* **DAFTAR TUGAS**
1. Cetak ulang sebagian teks tentang revisi UU Pengadilan HAM tanpa mengubah apa pun. Mulailah pada kata-kata yang memuat "Oleh karena itu, Wahyudi", lalu berhenti setelah "tengah dilakukan pemerintah.".
2. Terjemahkan ke dalam bahasa Inggris kalimat berikut dari teks tentang revisi UU Pengadilan HAM: "Hal itu berarti revisi harus diarahkan untuk melengkapi yang kurang, bukan mengurangi yang sudah ada."

Di sisi lain, lanjut Wahyudi, UU tentang Pengadilan HAM juga mengandung beberapa catatan substantif yang perlu diperbaiki, salah satunya tentang perlunya mengadopsi kejahatan serius lainnya, yakni kejahatan terhadap perang dan kejahatan terhadap agresi. Demikian pula pengaturan hukum acara pengadilan HAM yang sebagian disandarkan pada KUHAP, dinilai sudah tidak mencukupi.
”KUHAP itu dibuat tahun 1981 dan bisa dikatakan obsolete sehingga tidak bisa menangani kejahatan serius seperti pelanggaran HAM berat yang menerobos asas-asas legalitas hukum pidana biasa,” kata Wahyudi.
Oleh karena itu, Wahyudi sependapat agar UU tentang Pengadilan HAM segera direvisi. Revisi UU tersebut dapat dilakukan secara paralel dengan proses revisi KUHP dan revisi KUHAP yang kini tengah dilakukan pemerintah.
Namun, ia mengingatkan agar revisi UU tentang Pengadilan HAM dilakukan untuk memperkuat substansi, bukan memandulkannya. Hal itu berarti revisi harus diarahkan untuk melengkapi yang kurang, bukan mengurangi yang sudah ada.

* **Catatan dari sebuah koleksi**
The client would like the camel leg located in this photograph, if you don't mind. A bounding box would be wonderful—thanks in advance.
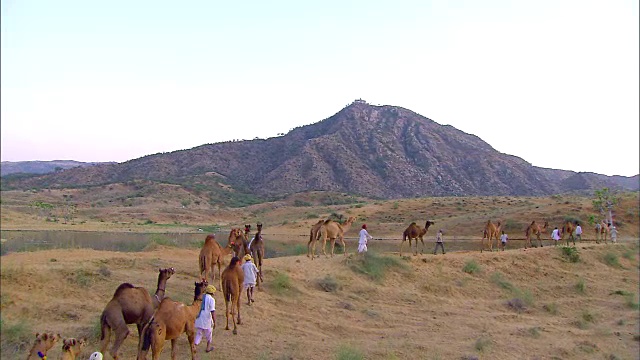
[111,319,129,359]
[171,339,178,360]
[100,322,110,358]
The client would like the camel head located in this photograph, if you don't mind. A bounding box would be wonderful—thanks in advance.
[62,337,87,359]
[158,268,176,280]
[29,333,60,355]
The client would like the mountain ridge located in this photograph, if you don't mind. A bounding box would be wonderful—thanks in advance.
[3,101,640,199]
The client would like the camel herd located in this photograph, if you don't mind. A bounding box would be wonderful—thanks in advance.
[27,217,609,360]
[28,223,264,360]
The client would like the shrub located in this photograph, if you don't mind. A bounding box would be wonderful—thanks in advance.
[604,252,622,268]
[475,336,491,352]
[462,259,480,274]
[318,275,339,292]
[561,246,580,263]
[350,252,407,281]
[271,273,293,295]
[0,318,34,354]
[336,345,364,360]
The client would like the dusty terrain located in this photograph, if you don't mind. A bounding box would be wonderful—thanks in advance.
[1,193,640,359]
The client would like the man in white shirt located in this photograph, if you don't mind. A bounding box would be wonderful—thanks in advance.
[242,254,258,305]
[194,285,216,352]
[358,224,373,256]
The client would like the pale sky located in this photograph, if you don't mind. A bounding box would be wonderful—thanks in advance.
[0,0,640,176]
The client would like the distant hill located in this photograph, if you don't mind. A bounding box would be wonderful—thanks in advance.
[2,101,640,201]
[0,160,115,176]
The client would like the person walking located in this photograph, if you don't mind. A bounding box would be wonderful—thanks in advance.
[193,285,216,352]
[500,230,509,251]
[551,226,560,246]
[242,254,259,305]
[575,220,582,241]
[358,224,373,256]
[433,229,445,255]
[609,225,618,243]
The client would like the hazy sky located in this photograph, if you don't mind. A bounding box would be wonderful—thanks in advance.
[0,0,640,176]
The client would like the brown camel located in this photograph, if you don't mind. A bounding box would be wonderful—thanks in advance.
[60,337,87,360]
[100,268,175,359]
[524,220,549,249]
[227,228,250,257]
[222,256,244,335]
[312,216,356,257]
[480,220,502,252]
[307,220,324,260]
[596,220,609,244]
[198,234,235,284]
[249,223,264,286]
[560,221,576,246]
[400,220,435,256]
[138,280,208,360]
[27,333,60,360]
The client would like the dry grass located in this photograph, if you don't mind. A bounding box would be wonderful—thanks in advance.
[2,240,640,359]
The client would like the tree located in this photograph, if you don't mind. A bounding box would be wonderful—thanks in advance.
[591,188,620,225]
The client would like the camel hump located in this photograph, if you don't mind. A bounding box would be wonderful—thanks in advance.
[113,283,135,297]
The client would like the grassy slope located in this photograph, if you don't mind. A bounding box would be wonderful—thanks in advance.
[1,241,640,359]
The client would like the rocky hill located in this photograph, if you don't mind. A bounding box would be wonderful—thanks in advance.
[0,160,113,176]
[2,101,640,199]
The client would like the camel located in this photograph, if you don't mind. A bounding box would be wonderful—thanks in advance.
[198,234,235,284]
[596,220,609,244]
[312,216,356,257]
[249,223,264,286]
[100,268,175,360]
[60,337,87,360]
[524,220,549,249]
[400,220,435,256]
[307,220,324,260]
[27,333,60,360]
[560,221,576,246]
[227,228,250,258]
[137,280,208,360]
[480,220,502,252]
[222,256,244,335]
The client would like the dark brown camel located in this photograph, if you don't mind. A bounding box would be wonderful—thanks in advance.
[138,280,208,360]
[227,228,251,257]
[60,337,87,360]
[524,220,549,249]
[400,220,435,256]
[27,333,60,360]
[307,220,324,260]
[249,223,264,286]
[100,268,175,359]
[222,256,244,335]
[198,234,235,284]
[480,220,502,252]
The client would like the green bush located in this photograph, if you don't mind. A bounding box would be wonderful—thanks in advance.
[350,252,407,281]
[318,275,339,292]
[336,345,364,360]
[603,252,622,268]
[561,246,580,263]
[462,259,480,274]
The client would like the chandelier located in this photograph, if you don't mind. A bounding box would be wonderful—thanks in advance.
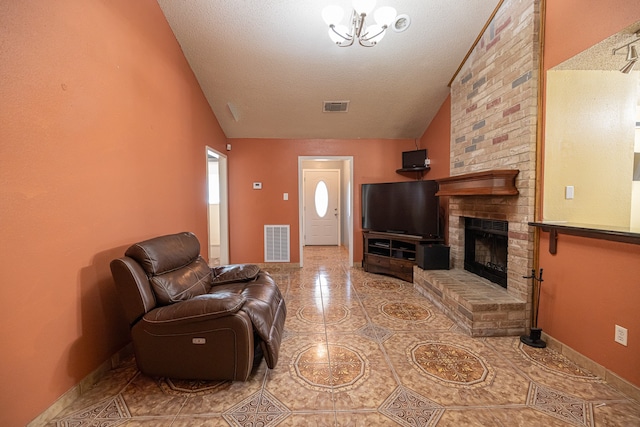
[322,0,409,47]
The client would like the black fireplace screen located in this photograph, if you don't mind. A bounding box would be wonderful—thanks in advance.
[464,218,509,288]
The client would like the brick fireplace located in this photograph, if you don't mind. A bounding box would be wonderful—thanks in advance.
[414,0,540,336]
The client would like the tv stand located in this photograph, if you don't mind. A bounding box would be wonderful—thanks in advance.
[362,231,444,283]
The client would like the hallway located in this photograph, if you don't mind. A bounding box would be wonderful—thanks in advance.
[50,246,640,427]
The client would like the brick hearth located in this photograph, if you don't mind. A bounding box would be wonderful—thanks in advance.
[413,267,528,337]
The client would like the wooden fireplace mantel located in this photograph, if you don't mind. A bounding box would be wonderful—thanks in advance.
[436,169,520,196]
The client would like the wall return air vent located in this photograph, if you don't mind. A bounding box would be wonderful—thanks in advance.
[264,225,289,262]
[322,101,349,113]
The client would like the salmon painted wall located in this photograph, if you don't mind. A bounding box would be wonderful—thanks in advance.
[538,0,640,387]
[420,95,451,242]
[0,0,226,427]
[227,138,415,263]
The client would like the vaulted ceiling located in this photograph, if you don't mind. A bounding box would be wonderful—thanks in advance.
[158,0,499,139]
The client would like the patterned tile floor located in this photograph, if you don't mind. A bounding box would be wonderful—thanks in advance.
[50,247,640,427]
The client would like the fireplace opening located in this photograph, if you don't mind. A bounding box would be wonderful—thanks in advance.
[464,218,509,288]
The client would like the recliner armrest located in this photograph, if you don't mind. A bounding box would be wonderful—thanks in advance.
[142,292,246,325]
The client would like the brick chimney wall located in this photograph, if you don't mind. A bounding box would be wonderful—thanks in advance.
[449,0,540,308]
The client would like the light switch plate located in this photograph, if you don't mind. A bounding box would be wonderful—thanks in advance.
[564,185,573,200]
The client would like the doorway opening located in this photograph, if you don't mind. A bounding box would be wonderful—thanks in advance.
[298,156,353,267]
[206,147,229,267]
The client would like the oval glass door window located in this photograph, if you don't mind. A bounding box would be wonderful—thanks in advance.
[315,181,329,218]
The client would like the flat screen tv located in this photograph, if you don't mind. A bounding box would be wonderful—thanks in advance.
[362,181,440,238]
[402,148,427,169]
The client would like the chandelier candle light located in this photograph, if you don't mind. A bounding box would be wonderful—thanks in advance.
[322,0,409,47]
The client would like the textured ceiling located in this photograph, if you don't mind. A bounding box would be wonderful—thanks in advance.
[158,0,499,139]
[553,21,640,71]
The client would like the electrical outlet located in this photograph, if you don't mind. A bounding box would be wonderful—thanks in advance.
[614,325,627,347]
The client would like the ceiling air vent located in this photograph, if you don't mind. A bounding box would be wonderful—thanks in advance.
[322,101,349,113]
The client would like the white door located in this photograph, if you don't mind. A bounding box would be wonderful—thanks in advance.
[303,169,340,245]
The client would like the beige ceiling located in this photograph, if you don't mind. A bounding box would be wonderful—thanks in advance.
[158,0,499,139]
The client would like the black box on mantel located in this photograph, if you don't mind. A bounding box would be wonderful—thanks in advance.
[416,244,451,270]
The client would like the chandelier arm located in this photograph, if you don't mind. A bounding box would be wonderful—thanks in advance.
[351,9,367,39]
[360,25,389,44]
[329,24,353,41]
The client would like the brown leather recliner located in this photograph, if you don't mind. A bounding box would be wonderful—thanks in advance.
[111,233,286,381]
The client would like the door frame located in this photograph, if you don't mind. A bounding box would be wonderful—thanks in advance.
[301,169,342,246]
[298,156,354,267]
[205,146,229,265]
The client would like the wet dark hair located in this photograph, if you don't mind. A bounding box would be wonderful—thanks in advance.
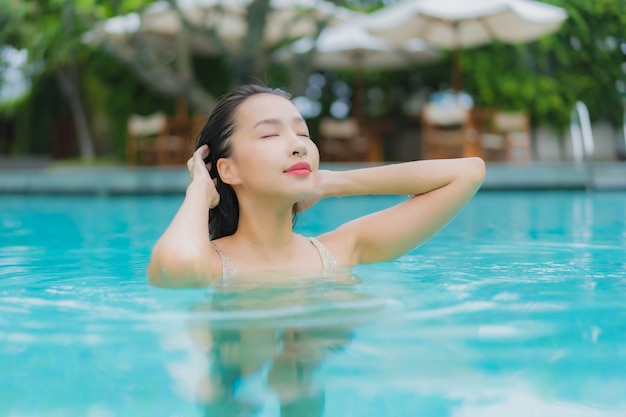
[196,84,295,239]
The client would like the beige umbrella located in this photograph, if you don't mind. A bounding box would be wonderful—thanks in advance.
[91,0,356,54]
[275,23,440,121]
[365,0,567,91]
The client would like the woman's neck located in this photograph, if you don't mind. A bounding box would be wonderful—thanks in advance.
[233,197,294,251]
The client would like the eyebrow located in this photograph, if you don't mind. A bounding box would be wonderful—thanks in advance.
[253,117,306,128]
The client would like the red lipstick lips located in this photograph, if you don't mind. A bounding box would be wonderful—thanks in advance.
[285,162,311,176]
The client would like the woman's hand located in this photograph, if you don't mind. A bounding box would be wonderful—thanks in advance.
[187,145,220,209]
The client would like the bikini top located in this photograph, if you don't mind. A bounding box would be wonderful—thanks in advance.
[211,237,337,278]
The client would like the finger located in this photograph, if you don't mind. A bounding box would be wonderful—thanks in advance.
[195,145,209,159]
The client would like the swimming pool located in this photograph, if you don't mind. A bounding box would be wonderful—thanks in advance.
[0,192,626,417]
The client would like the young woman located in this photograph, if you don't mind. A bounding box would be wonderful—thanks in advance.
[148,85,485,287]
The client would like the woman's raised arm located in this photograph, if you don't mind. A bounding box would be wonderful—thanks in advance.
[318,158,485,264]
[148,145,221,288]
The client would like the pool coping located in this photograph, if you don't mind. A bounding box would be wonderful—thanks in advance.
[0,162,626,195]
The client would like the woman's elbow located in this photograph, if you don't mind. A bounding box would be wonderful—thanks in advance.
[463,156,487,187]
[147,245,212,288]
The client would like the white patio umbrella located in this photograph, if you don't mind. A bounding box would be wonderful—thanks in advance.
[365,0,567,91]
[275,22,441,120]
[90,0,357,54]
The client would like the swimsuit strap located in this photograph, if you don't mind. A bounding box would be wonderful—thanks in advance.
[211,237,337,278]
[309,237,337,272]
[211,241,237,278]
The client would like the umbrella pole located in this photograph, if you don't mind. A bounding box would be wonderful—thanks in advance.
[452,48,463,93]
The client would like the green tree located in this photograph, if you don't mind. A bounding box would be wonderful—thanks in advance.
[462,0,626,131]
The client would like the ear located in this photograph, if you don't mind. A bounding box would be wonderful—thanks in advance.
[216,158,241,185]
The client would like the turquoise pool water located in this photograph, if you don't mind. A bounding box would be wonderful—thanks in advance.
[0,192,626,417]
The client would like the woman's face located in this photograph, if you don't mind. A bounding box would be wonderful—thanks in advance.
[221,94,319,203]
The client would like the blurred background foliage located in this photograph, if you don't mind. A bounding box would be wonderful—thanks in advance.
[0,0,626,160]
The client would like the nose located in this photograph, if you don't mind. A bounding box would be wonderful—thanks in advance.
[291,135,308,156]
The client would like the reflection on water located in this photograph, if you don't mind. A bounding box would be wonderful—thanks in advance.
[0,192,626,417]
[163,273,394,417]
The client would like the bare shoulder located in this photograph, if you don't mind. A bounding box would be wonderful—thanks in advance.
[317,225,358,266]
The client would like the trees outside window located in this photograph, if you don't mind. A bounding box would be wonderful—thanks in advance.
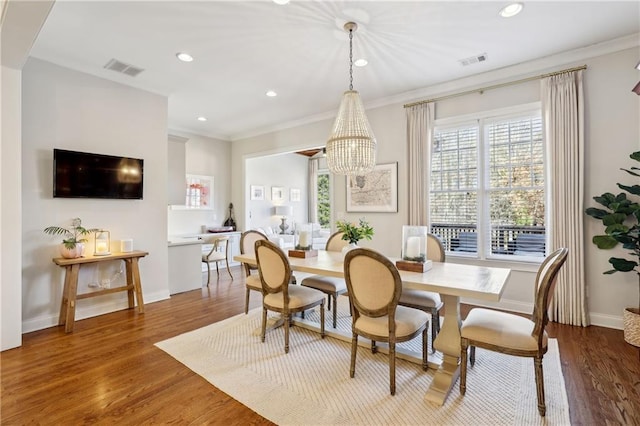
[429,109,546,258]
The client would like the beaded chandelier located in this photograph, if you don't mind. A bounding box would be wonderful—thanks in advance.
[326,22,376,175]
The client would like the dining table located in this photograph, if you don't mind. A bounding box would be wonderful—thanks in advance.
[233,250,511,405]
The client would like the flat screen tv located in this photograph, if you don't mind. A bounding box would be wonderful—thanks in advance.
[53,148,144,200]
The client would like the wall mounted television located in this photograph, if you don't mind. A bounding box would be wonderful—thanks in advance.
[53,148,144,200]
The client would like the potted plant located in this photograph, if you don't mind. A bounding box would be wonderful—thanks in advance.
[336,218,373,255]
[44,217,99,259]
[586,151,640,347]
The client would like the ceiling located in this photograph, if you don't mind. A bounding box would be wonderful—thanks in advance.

* **KUNCI JAWABAN**
1.
Oleh karena itu, Wahyudi sependapat agar UU tentang Pengadilan HAM segera direvisi. Revisi UU tersebut dapat dilakukan secara paralel dengan proses revisi KUHP dan revisi KUHAP yang kini tengah dilakukan pemerintah.

2. This means the revision must be directed at completing what is lacking, not reducing what already exists.